WHAT IS NEEDED: Which lines in the rows below contain the string "metal"? Pull each one out in full.
## Begin
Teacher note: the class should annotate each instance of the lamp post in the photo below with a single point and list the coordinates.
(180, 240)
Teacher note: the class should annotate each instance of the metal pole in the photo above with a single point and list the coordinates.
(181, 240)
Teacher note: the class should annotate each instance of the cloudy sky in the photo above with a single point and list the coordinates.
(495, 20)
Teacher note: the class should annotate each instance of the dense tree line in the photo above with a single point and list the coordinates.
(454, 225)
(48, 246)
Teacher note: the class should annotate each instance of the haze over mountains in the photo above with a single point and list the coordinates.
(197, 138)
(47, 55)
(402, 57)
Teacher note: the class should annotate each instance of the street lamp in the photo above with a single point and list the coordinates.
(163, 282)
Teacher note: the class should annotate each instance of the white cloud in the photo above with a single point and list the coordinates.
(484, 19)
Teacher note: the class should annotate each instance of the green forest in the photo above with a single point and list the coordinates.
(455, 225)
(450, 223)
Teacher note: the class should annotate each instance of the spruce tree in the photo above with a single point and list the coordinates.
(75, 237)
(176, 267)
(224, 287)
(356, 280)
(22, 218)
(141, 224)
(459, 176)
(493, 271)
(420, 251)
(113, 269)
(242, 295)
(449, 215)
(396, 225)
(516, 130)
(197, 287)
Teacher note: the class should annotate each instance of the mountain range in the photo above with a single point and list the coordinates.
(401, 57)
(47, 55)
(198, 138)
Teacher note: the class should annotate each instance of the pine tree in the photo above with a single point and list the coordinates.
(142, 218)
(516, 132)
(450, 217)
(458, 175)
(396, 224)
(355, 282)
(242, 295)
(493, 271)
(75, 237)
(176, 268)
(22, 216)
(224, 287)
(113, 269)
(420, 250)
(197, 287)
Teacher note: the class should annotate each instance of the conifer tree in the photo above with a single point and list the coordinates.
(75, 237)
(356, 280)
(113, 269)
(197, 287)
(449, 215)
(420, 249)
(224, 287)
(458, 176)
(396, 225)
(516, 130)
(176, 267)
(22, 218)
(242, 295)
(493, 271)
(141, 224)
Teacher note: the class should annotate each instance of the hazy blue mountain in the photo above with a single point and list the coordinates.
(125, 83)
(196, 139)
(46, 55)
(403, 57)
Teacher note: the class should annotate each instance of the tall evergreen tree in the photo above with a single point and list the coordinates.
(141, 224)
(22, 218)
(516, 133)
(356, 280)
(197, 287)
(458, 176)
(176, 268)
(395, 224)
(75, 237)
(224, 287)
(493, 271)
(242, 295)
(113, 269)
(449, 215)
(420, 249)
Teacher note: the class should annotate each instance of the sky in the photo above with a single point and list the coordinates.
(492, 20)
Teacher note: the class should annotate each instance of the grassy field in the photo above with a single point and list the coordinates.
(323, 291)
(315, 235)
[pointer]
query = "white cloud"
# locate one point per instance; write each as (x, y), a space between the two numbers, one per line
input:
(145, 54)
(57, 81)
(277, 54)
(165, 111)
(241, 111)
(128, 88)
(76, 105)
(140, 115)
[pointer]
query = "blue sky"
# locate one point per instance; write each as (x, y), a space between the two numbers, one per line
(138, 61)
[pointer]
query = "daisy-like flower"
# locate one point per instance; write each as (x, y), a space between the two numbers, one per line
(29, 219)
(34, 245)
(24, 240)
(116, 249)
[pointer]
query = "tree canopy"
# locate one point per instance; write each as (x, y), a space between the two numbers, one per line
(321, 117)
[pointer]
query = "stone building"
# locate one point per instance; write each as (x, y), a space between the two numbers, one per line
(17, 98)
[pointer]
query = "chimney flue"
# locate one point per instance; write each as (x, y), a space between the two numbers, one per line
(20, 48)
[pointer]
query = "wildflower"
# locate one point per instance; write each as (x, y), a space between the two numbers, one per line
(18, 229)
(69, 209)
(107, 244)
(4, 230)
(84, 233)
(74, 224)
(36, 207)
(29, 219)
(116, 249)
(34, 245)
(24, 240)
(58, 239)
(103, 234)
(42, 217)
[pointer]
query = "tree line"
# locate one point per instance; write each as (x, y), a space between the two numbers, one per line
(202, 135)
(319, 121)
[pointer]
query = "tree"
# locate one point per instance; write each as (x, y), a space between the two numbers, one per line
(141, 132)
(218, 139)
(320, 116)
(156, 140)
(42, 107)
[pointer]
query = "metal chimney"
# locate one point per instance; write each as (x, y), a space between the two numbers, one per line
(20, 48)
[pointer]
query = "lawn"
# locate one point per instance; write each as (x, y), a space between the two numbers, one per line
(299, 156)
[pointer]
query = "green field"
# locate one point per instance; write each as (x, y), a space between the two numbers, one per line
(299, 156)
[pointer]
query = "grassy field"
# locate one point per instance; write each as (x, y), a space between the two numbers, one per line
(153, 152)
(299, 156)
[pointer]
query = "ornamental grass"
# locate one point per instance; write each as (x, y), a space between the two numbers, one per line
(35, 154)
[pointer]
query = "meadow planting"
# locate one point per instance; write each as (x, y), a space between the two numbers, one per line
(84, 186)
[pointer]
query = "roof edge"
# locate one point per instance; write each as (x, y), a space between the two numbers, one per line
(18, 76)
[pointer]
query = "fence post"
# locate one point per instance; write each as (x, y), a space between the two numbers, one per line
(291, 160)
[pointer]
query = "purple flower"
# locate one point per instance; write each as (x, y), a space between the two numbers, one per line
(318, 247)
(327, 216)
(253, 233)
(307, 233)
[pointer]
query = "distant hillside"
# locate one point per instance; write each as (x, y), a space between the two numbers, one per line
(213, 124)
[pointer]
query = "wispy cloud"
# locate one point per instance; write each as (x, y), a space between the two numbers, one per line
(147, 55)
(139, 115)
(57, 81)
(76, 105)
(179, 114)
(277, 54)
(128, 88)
## End
## Begin
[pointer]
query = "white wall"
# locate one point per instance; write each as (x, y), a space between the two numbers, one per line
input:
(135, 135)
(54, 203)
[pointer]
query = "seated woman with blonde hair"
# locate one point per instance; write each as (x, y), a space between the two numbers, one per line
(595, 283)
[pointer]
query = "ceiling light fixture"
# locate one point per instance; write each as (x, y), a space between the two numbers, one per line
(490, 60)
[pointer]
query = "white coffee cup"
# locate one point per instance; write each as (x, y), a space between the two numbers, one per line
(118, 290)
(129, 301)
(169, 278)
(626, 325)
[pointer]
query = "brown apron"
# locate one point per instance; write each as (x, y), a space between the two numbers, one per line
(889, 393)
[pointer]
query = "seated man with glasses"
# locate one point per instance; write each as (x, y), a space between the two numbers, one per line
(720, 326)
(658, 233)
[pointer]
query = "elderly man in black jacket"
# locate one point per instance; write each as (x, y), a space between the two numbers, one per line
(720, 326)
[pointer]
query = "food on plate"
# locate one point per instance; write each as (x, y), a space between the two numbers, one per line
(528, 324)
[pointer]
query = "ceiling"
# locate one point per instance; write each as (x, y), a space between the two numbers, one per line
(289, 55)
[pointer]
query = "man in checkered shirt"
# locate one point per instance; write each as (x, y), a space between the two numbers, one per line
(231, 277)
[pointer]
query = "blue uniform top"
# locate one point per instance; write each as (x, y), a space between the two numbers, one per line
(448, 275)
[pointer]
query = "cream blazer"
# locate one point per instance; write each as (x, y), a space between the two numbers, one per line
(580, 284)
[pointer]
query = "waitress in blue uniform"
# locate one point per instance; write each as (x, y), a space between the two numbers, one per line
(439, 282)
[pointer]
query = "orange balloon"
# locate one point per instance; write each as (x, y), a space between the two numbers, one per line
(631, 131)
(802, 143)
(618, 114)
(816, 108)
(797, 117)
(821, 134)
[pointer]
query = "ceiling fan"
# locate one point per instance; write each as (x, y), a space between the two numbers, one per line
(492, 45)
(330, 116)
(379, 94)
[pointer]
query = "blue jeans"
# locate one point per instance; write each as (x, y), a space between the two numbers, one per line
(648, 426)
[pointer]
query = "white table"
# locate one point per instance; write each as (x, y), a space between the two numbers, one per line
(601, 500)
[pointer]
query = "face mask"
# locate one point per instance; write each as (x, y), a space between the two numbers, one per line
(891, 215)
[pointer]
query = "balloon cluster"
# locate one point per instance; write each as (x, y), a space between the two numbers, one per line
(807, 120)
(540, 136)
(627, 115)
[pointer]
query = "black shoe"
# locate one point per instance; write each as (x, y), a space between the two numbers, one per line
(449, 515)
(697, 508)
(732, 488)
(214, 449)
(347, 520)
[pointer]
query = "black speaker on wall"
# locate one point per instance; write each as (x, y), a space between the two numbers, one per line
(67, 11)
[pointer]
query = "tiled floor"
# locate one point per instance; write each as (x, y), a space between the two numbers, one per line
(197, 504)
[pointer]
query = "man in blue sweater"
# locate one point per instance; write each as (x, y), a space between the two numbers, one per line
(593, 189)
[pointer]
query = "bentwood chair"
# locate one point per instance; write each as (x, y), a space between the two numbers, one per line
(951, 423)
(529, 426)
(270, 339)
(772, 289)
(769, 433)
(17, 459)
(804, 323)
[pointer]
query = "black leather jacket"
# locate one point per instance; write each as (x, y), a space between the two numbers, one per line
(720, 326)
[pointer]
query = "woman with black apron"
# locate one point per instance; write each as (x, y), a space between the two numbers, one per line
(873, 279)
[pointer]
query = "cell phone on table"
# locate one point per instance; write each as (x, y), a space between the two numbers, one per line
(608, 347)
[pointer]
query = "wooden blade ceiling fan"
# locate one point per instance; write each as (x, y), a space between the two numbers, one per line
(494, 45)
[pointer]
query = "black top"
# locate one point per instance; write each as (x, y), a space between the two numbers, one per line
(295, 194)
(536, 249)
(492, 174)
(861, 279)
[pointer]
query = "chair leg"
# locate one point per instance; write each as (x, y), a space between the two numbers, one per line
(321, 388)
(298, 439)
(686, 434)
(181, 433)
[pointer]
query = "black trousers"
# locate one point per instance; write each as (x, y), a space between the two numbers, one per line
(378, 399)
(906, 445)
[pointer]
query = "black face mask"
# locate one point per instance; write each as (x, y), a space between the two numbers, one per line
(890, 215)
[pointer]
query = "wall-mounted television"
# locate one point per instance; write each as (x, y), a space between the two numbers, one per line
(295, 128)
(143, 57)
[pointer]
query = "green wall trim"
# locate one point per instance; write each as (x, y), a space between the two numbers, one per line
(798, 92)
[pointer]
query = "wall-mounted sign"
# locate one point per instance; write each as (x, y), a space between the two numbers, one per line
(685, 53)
## End
## Begin
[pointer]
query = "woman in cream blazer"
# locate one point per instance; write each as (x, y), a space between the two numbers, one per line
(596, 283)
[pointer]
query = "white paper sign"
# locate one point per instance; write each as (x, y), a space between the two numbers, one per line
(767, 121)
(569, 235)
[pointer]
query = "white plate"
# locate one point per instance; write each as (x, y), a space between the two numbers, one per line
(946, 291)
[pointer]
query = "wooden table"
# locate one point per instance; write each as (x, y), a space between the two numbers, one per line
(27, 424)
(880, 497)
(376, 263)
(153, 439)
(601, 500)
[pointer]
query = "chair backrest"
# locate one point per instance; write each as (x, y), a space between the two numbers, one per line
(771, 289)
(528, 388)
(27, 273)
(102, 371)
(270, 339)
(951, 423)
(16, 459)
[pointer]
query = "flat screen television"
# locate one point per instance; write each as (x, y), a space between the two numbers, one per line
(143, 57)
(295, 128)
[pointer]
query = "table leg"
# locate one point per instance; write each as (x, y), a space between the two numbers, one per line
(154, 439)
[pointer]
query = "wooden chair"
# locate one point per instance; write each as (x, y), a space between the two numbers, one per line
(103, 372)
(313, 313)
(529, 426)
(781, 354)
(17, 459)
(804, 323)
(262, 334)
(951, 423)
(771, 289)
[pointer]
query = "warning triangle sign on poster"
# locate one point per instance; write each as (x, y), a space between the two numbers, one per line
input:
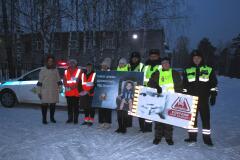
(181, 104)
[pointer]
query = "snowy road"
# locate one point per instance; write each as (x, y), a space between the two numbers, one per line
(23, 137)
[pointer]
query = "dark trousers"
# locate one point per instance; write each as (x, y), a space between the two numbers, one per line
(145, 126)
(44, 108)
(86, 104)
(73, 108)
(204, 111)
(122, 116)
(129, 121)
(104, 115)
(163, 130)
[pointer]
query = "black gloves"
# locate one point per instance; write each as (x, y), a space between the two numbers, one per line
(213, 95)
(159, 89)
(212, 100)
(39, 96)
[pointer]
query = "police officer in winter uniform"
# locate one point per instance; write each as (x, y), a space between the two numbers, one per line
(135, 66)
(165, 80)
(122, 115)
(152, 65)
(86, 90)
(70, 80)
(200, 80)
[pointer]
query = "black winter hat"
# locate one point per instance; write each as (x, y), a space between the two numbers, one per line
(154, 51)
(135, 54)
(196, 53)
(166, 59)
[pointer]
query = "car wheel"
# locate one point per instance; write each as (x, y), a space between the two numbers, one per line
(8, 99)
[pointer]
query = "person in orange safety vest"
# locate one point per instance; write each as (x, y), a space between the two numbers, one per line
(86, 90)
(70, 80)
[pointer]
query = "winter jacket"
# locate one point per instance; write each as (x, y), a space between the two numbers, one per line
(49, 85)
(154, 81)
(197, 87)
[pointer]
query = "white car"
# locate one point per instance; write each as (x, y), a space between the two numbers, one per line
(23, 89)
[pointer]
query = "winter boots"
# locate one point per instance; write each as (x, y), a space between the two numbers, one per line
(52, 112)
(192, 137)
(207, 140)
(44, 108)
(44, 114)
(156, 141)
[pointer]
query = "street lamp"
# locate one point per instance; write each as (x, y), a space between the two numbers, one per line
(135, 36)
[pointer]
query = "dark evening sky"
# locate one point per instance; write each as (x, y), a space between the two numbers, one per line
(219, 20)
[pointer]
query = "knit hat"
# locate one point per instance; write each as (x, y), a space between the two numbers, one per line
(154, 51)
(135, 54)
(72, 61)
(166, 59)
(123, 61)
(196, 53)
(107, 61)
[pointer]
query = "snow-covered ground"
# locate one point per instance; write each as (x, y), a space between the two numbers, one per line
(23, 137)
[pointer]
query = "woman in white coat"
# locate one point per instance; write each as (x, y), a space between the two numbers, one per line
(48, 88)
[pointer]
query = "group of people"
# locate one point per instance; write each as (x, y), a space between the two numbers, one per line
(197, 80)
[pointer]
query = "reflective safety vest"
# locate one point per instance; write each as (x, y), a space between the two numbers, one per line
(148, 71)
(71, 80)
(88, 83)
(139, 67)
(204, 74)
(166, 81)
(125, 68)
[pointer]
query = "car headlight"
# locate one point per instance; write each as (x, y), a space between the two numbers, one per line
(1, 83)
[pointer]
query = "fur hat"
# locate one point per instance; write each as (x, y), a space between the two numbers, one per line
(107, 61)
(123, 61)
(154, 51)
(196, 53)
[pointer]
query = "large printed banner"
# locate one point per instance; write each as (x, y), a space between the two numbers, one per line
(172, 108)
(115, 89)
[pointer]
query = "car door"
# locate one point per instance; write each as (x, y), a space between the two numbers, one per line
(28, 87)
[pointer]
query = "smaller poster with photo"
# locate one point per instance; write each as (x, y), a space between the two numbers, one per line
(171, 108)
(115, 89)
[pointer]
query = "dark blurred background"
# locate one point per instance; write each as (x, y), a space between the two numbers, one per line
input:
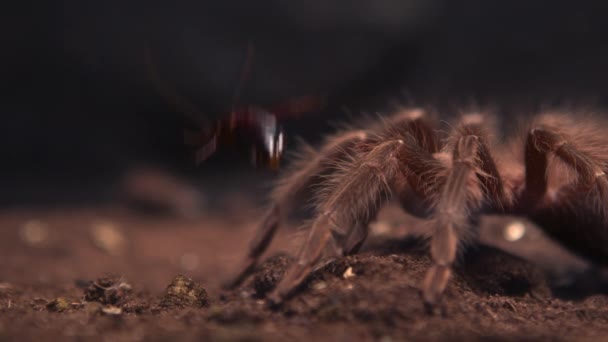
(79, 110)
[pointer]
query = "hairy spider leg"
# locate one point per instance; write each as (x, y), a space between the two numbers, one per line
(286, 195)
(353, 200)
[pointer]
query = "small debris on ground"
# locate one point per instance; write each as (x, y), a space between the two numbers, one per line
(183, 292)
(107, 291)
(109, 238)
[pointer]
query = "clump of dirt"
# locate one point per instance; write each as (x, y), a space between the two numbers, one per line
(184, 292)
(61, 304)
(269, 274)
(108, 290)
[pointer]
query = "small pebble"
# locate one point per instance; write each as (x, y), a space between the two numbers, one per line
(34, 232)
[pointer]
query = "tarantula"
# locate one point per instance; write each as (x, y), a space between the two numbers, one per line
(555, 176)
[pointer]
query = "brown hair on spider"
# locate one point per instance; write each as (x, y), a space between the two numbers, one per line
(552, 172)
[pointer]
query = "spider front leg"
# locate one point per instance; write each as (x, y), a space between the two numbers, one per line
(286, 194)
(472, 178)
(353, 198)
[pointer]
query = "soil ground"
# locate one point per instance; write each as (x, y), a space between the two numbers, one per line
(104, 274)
## End
EXPECTED OUTPUT:
Teacher note: the class should annotate each instance of the metal pole in the photo above with a single point and list the coordinates.
query = "metal chimney"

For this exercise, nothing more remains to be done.